TEXTE SOURCE:
• • •

Oui, bien sûr. On sait qu’en vieillissant tout le monde est plus à risque de tomber malade et donc de recourir davantage au système de santé. Selon nos études, les gouvernements fédéral et provinciaux dépensent en moyenne 33 000 dollars par an par personne âgée de 65 ans et plus, contre moins de 12 000 par personne de 45 ans et moins. On ne s’attend pas à ce que l’État réduise ses dépenses pour les aînés au niveau de celles des jeunes. On ne veut pas non plus que les gens travaillent jusqu’à leur dernier souffle ! Il y aura toujours un écart, et c’est normal. Ce qu’on remet en question, c’est l’ampleur de cet écart, qui va en grandissant.
Pourquoi le gouvernement peut-il dénicher des sommes substantielles pour les aînés tout en soutenant que les coffres sont vides quand il s’agit de financer des programmes touchant les jeunes?

• • •

EXERCICES À FAIRE:
• 1. Recopiez le passage du texte sur les dépenses publiques pour les aînés, en commençant par « Oui, bien sûr. » et en allant jusqu'à « va en grandissant. ».
• 2. Écrivez la suite du texte sur les dépenses publiques pour les aînés, juste après sa dernière phrase.

• • •

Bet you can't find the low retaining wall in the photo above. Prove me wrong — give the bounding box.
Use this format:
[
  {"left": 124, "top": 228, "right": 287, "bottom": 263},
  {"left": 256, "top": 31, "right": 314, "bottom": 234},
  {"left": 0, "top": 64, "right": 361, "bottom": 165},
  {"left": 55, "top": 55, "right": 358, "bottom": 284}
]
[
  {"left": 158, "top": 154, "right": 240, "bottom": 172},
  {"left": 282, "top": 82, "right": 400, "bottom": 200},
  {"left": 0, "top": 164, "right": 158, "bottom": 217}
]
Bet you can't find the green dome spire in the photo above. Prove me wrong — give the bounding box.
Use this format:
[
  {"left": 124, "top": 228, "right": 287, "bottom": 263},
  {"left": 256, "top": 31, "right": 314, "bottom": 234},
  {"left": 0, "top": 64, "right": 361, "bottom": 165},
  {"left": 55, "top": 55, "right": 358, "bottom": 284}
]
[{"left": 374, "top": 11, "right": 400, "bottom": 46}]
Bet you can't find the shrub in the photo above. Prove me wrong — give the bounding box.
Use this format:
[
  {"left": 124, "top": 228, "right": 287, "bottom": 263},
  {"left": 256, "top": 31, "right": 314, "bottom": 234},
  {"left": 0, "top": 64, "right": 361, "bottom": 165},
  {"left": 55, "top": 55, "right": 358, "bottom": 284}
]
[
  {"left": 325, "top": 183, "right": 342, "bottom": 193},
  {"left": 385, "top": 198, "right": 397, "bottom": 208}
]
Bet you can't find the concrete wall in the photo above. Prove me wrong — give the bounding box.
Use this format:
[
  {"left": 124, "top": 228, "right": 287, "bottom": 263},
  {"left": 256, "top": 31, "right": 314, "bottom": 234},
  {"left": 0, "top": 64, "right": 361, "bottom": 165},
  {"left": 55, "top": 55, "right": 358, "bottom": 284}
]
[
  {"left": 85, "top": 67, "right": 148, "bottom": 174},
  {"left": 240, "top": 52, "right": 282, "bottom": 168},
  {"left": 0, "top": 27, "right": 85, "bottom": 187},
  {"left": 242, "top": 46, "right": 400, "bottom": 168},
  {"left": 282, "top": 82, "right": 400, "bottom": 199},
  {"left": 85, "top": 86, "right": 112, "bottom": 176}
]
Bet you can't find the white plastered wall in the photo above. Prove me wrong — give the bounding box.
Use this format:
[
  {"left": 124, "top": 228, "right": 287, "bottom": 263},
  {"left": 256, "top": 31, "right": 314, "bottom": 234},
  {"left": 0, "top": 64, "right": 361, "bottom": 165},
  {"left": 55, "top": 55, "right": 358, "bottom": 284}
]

• • •

CORRIGÉ DES EXERCICES:
• 1.
Oui, bien sûr. On sait qu’en vieillissant tout le monde est plus à risque de tomber malade et donc de recourir davantage au système de santé. Selon nos études, les gouvernements fédéral et provinciaux dépensent en moyenne 33 000 dollars par an par personne âgée de 65 ans et plus, contre moins de 12 000 par personne de 45 ans et moins. On ne s’attend pas à ce que l’État réduise ses dépenses pour les aînés au niveau de celles des jeunes. On ne veut pas non plus que les gens travaillent jusqu’à leur dernier souffle ! Il y aura toujours un écart, et c’est normal. Ce qu’on remet en question, c’est l’ampleur de cet écart, qui va en grandissant.

• 2.
Le dernier budget du Québec est très évocateur. Le gouvernement a trouvé de grosses sommes pour financer le système de santé pour la population vieillissante. Et il l’a fait en partie en augmentant de façon importante les frais de garderie, ce qui représente une ponction de près de 200 millions de dollars dans les poches des jeunes parents. Québec a dit qu’il n’avait pas les moyens de maintenir le tarif à 7,30 $ par jour. Mais il avait pourtant les moyens d’offrir de nouveaux crédits d’impôt aux aînés, dont un pour aider les propriétaires à payer leurs taxes foncières. Il ne s’agit pas d’une mesure très coûteuse, mais elle est très symbolique.
Pourquoi?
Cette mesure fiscale laisse entendre que la hausse du marché immobilier nuit aux propriétaires, parce que les taxes foncières augmentent. Mais en vérité, si votre maison prend de la valeur, ça reste une excellente nouvelle pour les gens qui ont acheté leur maison il y a des décennies. La hausse fulgurante du marché, ça pose d’abord et avant tout problème aux gens qui veulent accéder à la propriété ! Et ça touche de façon disproportionnée les jeunes.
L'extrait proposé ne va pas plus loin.